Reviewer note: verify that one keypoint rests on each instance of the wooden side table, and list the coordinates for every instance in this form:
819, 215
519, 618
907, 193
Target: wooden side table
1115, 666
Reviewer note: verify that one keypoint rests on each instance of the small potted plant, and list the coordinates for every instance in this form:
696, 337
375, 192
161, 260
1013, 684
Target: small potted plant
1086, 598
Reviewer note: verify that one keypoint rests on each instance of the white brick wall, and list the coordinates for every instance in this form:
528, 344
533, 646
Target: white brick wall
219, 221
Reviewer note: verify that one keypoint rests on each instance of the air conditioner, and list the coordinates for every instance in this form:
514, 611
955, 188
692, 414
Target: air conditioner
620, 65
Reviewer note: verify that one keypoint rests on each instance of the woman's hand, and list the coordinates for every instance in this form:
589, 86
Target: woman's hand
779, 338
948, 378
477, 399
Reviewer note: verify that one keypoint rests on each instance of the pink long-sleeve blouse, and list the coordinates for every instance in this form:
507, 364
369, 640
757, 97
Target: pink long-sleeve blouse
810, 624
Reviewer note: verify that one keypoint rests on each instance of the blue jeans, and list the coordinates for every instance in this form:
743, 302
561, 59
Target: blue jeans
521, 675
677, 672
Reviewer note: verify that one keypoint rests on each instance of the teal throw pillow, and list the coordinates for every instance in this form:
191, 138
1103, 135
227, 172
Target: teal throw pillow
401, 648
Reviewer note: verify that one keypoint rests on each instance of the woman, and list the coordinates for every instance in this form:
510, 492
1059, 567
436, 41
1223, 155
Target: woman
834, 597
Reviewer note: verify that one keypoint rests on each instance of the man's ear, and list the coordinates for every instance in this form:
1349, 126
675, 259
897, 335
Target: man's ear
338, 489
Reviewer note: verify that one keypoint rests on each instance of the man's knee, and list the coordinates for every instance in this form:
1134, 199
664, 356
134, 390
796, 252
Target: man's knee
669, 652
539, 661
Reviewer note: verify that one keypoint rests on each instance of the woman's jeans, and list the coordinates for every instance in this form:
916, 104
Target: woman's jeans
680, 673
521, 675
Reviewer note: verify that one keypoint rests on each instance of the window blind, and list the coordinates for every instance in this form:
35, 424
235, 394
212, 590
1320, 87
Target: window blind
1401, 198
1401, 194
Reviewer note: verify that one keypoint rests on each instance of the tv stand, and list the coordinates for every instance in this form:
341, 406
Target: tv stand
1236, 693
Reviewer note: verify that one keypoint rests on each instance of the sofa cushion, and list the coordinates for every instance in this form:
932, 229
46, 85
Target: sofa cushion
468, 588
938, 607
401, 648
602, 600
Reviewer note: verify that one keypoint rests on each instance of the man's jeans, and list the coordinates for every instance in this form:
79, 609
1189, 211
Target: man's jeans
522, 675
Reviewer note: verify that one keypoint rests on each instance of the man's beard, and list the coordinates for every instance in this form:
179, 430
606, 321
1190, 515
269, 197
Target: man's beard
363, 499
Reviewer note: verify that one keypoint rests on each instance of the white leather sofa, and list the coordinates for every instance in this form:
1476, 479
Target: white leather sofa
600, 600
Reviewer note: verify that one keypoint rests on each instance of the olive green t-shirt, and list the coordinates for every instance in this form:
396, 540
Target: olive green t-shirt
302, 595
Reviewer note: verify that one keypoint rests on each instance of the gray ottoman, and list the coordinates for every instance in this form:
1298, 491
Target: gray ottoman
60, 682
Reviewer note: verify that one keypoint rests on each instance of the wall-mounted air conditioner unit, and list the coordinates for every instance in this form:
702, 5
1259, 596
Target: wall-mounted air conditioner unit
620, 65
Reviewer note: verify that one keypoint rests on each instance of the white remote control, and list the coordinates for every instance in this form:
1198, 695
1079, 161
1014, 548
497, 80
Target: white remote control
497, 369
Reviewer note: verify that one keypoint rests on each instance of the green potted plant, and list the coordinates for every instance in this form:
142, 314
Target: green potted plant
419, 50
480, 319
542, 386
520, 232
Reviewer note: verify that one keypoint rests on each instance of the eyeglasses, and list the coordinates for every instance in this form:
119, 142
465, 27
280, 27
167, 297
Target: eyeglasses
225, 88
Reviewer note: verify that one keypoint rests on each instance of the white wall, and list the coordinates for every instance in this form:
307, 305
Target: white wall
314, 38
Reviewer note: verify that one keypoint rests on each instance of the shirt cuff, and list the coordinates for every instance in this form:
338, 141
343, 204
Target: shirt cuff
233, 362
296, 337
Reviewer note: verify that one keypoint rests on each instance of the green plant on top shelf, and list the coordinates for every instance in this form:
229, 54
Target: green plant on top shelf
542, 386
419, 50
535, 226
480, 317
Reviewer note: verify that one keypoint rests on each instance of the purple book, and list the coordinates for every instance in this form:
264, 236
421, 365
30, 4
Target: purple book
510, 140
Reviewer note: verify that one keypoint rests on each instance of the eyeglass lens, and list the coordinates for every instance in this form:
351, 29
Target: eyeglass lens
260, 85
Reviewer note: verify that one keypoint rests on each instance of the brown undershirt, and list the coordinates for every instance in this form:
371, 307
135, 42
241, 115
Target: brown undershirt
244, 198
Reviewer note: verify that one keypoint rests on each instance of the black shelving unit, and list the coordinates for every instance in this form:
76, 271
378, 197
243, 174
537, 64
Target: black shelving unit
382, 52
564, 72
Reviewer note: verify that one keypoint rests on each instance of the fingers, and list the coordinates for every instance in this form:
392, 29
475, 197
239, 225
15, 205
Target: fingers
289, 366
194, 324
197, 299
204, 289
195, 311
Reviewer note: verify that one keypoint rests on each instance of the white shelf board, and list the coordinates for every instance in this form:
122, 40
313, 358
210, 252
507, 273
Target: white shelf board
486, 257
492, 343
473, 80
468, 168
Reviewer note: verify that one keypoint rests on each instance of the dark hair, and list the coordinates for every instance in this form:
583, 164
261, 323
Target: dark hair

◇ ◇ ◇ ◇ ◇ ◇ ◇

* Task item *
Give only a number, namely how many lines in the entries above hold the word "hair".

* Written answer *
2